• **Excerpts of pointing data**
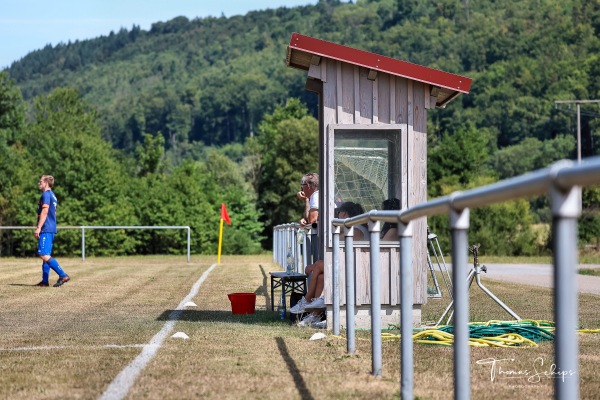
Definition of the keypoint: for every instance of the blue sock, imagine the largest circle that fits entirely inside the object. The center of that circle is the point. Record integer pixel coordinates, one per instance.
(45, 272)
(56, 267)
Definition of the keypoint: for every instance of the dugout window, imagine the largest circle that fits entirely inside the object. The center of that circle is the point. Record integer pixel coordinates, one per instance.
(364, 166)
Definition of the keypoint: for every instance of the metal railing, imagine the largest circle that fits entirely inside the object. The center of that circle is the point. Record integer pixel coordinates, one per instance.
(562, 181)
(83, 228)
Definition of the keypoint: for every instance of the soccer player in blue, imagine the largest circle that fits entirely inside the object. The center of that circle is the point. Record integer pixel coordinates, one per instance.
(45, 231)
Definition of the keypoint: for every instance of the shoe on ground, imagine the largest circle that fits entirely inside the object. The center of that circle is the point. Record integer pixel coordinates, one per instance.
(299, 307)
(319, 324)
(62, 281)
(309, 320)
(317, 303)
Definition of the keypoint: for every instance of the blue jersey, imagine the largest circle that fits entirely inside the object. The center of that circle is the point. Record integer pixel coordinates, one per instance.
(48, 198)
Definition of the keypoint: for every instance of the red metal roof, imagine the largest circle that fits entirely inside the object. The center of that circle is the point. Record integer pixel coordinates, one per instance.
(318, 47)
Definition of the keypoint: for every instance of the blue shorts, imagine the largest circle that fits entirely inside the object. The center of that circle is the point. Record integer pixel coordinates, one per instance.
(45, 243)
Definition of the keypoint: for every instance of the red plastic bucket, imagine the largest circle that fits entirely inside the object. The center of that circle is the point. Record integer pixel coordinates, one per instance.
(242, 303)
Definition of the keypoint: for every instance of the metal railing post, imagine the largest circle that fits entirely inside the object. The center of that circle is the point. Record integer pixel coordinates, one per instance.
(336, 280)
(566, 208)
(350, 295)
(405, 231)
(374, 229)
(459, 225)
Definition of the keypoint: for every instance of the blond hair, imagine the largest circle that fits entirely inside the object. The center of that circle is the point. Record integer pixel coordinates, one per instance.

• **Required work**
Can you print all the items above verbatim, leaving the pictures out?

• **Result of the exercise**
Definition of the keypoint: for every instance of the blue sock, imagine the largest circle that fits entirely inside the object. The center of that circle is the point. Record integer pixel coordinates, one per instance.
(45, 272)
(56, 267)
Definition of the keypoint: for every instance of the dugout window, imagine the largest circle that fits entirely inside the object. The center of that circle is the point. Record integer pixel coordinates, one per instance.
(364, 166)
Definition of the keypoint: for every instance of the metal railing, imagine the largest circle that fits entirely inside the object. The center of that circle is the point. Record integer pixel coordinates, one per instance.
(562, 181)
(83, 228)
Definition of the keypoint: for every instance of the soccer player in blue, imagine the largest circle that fits entirely inside the object. The center of that circle is the point. Record integer pixel coordinates, one per instance.
(45, 231)
Definition of the keypoint: for every instance of the shoe on ground, imagine the largest circle that fits entirely inside the object. The center of that circle is the point. Record integer pixel coordinates, one per instance.
(299, 307)
(319, 324)
(62, 281)
(309, 320)
(317, 303)
Definition of the keypoint: for every instance of the blue jersey, imagine the largest circle that fits entirely inside the object. The center of that circle is the point. Record integer pixel coordinates, one per instance.
(48, 198)
Definition of the keypoint: for every instance of the red metal roof, imagine the largest circle that fits entirely inside the object. The center of that circle is the point. Record integer pixel coordinates, one per instance.
(318, 47)
Definition of the keypoint: for every instance of the blue shorts, imagine the largest circle that fits entirely inside the object. The center of that circle is the point. Record integer pixel coordinates, one per instance.
(45, 243)
Definition of the keypoint: for every instance of the red plastic bucket, imagine the largest circle that fits entirely inside the object. The center of that circle is the point. Record integer pixel coordinates, one per instance.
(242, 303)
Definition of the keypoint: for every instance of the metal railing post, imagine the largest circle that fits entirely inside the object. The center of that circle is the point. Record integer pixel coordinates, one per instance.
(336, 280)
(566, 208)
(350, 295)
(405, 231)
(374, 229)
(459, 225)
Definition of the keypoint: for every instance of the blond hair, imagine the largest circle that fits entirely inside the object. The center of that circle is the point. Record integer pixel coordinates, one per instance.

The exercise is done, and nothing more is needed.